◆ Work to be completed:
Repeat exactly the lines from the one containing "Challenge: find the light switch" through the last line of the records below, both included, and nothing else.

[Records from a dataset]
· · · ·
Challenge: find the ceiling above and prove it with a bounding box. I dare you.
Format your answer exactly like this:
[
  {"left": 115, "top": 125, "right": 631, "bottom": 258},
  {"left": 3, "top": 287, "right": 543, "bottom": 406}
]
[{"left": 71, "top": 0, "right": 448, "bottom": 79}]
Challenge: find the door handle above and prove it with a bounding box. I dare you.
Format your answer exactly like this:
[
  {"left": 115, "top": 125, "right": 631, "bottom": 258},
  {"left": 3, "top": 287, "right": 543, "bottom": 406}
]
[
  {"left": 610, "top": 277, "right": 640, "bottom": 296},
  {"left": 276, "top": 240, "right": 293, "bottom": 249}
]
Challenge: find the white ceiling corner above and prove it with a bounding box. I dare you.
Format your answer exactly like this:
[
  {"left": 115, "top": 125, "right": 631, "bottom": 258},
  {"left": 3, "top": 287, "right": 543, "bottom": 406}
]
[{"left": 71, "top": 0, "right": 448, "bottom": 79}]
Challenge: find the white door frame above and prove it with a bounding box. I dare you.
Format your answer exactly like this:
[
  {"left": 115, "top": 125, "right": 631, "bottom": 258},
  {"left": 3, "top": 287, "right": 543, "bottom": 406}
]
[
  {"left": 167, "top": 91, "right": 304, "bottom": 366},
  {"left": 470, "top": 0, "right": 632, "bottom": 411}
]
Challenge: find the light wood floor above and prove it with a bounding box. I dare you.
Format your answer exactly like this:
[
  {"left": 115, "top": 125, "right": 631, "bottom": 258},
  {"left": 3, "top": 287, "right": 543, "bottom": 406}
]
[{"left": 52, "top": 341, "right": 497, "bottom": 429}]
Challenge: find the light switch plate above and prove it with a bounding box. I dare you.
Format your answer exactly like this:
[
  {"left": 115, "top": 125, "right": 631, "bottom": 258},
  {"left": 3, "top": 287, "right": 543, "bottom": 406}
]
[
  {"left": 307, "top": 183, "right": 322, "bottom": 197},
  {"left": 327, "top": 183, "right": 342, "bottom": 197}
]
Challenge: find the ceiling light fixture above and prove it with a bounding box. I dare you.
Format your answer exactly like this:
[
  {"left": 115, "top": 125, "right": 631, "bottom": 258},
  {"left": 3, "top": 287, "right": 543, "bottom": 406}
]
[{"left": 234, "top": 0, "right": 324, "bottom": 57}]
· · · ·
◆ Response to the task:
Challenge: find the light switch plate above and prove it with a bounding box. I dare you.
Format your answer exactly like this:
[
  {"left": 115, "top": 125, "right": 631, "bottom": 258},
  {"left": 3, "top": 287, "right": 543, "bottom": 406}
]
[
  {"left": 307, "top": 183, "right": 322, "bottom": 197},
  {"left": 327, "top": 183, "right": 342, "bottom": 197}
]
Challenge: find the ceiling light fixture above and prove it with a bounding box. I dare you.
Format your answer exactly like this:
[
  {"left": 115, "top": 125, "right": 631, "bottom": 258},
  {"left": 3, "top": 287, "right": 543, "bottom": 406}
]
[{"left": 234, "top": 0, "right": 324, "bottom": 57}]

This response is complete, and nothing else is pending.